● **Task to complete**: In the entries that follow, find the line containing "Query: car window"; from there, copy every line exactly through the line containing "Query: blue stripe on car".

*** Opening Data to examine ***

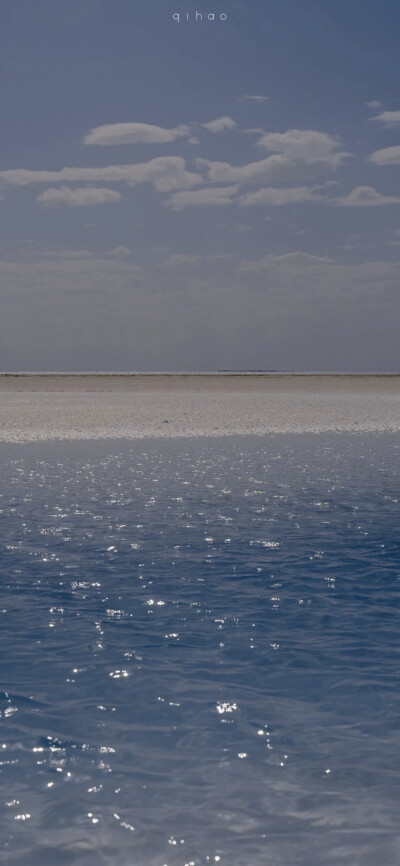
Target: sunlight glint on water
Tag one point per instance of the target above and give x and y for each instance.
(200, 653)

*** Closing Data to examine ***
*** Opening Data to examine ***

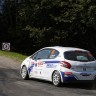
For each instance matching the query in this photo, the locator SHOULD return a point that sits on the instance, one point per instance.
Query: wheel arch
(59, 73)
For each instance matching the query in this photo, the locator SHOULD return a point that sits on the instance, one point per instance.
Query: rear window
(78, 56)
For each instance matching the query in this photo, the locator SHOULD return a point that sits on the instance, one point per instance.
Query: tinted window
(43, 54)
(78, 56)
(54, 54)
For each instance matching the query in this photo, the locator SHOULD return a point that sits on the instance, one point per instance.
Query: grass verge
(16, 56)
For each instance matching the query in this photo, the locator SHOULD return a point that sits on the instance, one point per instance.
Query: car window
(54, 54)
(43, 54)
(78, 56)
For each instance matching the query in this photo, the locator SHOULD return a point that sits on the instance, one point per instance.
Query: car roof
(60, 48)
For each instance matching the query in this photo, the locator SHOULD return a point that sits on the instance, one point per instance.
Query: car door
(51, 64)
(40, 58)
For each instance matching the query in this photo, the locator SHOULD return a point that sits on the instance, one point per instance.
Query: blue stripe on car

*** Closing Data to examine ***
*** Opening Data to examine ***

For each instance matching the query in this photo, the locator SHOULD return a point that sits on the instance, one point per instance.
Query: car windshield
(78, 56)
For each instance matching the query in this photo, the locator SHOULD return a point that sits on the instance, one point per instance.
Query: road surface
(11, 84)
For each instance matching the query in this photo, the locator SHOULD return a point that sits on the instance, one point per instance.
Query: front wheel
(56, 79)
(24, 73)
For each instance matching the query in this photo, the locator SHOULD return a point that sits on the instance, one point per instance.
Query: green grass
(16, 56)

*** Closing Data to examine ***

● **Answer box**:
Query: car window
(54, 54)
(43, 54)
(78, 56)
For each instance matching the query in this photo, the locator SHOULD return a point that sits on the instance, one point per instance.
Query: car roof
(60, 48)
For each instance matching the query in this photo, the locator SHOULD return a point that sits on the instance, one point per instance.
Query: car door
(51, 64)
(40, 58)
For each instance matching the query in this photo, the locator SHOULD return a point that sits on the instance, one point per instance.
Query: blue stripe on car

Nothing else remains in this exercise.